Exercise prompt: Reproduce the material below word for word, omitting the picture.

Records
-=-=-

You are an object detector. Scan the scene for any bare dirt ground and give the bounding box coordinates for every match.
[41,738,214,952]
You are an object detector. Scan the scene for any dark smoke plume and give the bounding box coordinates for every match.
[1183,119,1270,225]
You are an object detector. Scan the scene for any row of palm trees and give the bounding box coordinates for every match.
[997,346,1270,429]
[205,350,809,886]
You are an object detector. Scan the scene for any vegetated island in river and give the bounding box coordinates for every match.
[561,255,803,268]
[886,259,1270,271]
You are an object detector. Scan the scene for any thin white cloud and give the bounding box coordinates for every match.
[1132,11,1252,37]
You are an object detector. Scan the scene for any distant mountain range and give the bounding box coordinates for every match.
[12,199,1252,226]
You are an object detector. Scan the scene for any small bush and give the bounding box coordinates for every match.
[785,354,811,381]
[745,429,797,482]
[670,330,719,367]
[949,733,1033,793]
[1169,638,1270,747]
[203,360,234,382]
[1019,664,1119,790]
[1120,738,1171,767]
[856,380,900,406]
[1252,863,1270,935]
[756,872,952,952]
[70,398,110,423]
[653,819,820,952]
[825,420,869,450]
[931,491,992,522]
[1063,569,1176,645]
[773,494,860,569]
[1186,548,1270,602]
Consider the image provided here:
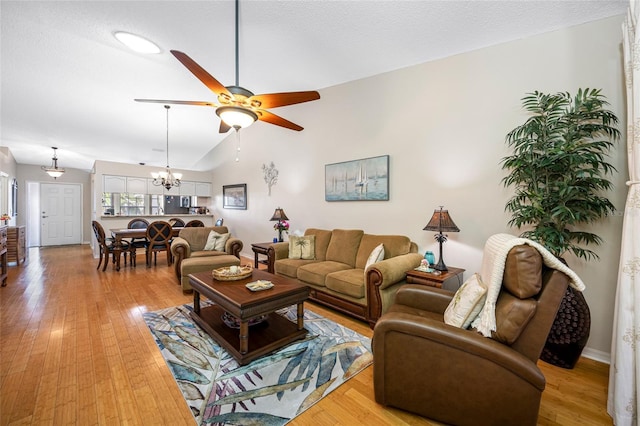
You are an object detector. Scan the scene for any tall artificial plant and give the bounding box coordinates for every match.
[502,89,620,260]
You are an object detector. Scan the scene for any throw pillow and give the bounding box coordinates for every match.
[364,244,384,280]
[204,231,231,251]
[289,235,316,260]
[444,274,487,328]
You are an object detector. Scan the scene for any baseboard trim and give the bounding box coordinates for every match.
[582,348,611,365]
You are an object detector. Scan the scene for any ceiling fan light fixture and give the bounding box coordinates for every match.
[216,106,258,130]
[113,31,161,54]
[41,146,65,179]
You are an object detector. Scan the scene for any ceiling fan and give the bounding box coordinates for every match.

-=-=-

Task solution:
You are an object detector. Scan the scene for any bare dirt ground and give the bounding box coordinates for every match.
[41,738,214,952]
You are an object detector. Scan the scene for any dark smoke plume and give the bounding box coordinates for every match.
[1183,119,1270,225]
You are an object detector. Scan the scene for any row of palm trees and give the bounding box coordinates for every match.
[997,346,1270,429]
[205,350,809,886]
You are an object detector. Scan the scene for any vegetated island in river and give the bounding box coordinates for every match.
[561,255,803,268]
[886,259,1270,271]
You are an object detector. Scan the scene for any thin white cloud and give the bounding box coordinates for every match.
[1132,11,1252,37]
You are an object detector. Scan the scene for any distant mountain range and give the bounding box coordinates for every match.
[12,199,1252,226]
You are an object detector. Scan the scene for any small bush and give the bounding box coordinates for every match.
[785,354,811,381]
[745,429,797,482]
[670,330,719,367]
[949,733,1033,793]
[1169,638,1270,747]
[203,360,234,382]
[1019,664,1119,790]
[1120,738,1171,767]
[856,380,900,406]
[1252,863,1270,935]
[756,872,952,952]
[70,398,110,423]
[653,819,820,952]
[825,420,869,450]
[931,491,992,522]
[1063,569,1176,645]
[773,494,860,569]
[1186,548,1270,602]
Consider the image provided here:
You are an object detector. Scan the scene for any tall artificial plant and give the bounding box coordinates for every match.
[502,89,620,260]
You are an object detector. Scan the scene for any throw pillow and give the bounding box coordinates for every match.
[364,244,384,280]
[204,231,231,251]
[289,235,316,260]
[444,274,487,328]
You are an object detector. Scan the scene for any baseboard trim and give the bounding box coordinates for every match.
[582,348,611,365]
You are an object detector. Scan the scene for any ceiling fan light fixture and give the bounding box coordinates for every match.
[216,106,258,130]
[113,31,161,54]
[41,146,65,179]
You are an object detector. Scan the scene for any ceiling fan and give the bounding box coordinates for every match.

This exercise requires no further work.